● **Consignes**
**A)** Dans l'extrait fourni, résumez sous forme de liste le paragraphe qui commence par « Dans “Faux témoignages”, 50 ans de souvenirs » en gardant ses faits principaux.
**B)** Recopiez sans rien changer le passage de l'extrait fourni qui commence par « Faux témoignages de » et va jusqu'à « et vaniteux. Notez-le! ».

● **Extrait fourni**
________________________

Faux témoignages de Lorenzo Cecchi, une fiction qui n’en est pas une.

Dans “Faux témoignages”, 50 ans de souvenirs heureux, tristes ou cocasses d’une famille italienne originaire de Morravalle, un village des Marches, immigrée dans l’après-guerre en Belgique pour suivre Osvaldo, le père embauché dans les charbonnages en Wallonie. Entre ici et là-bas, entre hier et aujourd’hui, le souvenir, soudain, sublime l’Histoire. C’est la joie de vivre et non la mélancolie qui anime les hommes et les femmes de Lorenzo Cecchi!

Tous les Italiens ne sont pas vantards, fanfarons et vaniteux. Notez-le!

Tous les Italiens ne mettent pas en avant leurs titres académiques: docteur, avocat, ingénieur… “Oh, Bonjour Monsieur le Géomètre, comment allez-vous!?”

________________________

Extraits de données:

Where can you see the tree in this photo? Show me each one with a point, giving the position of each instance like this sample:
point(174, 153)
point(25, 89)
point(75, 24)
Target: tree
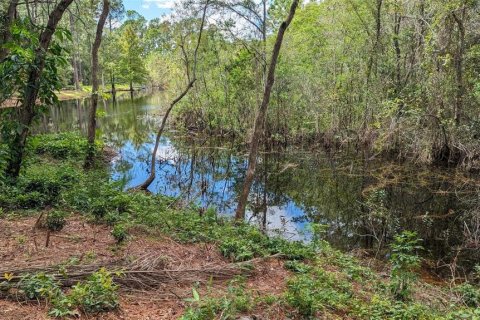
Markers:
point(260, 119)
point(191, 81)
point(92, 120)
point(7, 19)
point(29, 94)
point(132, 66)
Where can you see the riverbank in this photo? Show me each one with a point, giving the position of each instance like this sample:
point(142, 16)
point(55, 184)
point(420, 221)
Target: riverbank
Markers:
point(217, 269)
point(69, 94)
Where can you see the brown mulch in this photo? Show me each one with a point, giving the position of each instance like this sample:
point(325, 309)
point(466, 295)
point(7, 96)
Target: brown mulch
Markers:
point(88, 243)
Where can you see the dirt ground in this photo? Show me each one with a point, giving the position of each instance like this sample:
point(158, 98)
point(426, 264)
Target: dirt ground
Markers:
point(21, 246)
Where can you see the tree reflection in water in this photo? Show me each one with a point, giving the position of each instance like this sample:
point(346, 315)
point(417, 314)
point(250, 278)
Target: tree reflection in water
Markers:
point(364, 203)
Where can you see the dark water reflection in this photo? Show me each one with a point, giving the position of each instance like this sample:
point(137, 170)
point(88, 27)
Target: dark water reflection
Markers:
point(364, 203)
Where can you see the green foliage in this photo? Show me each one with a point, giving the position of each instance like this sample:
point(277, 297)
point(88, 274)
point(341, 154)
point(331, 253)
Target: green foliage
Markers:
point(404, 263)
point(469, 294)
point(55, 220)
point(96, 294)
point(38, 286)
point(236, 300)
point(61, 145)
point(120, 233)
point(313, 292)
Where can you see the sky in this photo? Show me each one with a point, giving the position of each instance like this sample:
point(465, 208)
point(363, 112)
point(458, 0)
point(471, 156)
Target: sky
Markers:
point(150, 9)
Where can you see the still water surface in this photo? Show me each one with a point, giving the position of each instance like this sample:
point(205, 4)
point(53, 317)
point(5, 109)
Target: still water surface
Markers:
point(362, 202)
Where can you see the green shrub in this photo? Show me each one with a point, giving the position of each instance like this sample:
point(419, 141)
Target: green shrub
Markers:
point(59, 145)
point(404, 263)
point(470, 294)
point(56, 220)
point(98, 293)
point(38, 286)
point(236, 300)
point(312, 292)
point(120, 233)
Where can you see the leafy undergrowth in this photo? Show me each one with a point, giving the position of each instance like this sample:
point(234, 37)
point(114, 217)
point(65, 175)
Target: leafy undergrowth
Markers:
point(323, 283)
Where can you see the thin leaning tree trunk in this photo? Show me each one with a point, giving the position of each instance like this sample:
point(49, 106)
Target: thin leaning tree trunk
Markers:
point(260, 119)
point(151, 177)
point(92, 118)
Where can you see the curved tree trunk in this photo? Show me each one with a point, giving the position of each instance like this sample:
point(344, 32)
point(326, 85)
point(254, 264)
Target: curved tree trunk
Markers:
point(92, 118)
point(262, 112)
point(151, 177)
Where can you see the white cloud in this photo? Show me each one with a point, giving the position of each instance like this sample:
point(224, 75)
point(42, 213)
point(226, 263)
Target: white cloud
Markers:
point(162, 4)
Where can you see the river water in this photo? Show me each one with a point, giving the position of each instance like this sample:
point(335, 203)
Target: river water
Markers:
point(362, 203)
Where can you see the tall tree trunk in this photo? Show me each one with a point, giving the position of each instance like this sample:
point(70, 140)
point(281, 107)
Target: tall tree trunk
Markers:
point(151, 176)
point(76, 79)
point(92, 118)
point(458, 60)
point(27, 112)
point(7, 18)
point(260, 119)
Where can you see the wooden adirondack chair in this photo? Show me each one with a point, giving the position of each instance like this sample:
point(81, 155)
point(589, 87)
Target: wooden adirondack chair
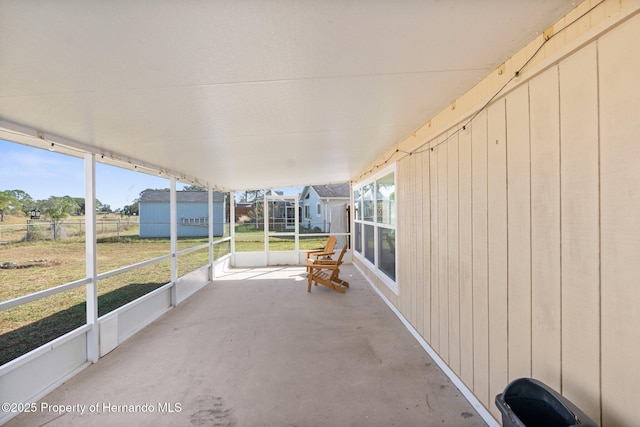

________________________

● **Réponses rédigées**
**A)**
- Le livre rassemble 50 ans de souvenirs heureux, tristes ou cocasses d'une famille italienne originaire de Morravalle, un village des Marches.
- La famille a émigré en Belgique après la guerre pour suivre Osvaldo, le père, embauché dans les charbonnages en Wallonie.
- Entre ici et là-bas, entre hier et aujourd'hui, le souvenir sublime l'Histoire.
- Les personnages de Lorenzo Cecchi sont animés par la joie de vivre plutôt que par la mélancolie.

**B)**
Faux témoignages de Lorenzo Cecchi, une fiction qui n’en est pas une.

Dans “Faux témoignages”, 50 ans de souvenirs heureux, tristes ou cocasses d’une famille italienne originaire de Morravalle, un village des Marches, immigrée dans l’après-guerre en Belgique pour suivre Osvaldo, le père embauché dans les charbonnages en Wallonie. Entre ici et là-bas, entre hier et aujourd’hui, le souvenir, soudain, sublime l’Histoire. C’est la joie de vivre et non la mélancolie qui anime les hommes et les femmes de Lorenzo Cecchi!

Tous les Italiens ne sont pas vantards, fanfarons et vaniteux. Notez-le!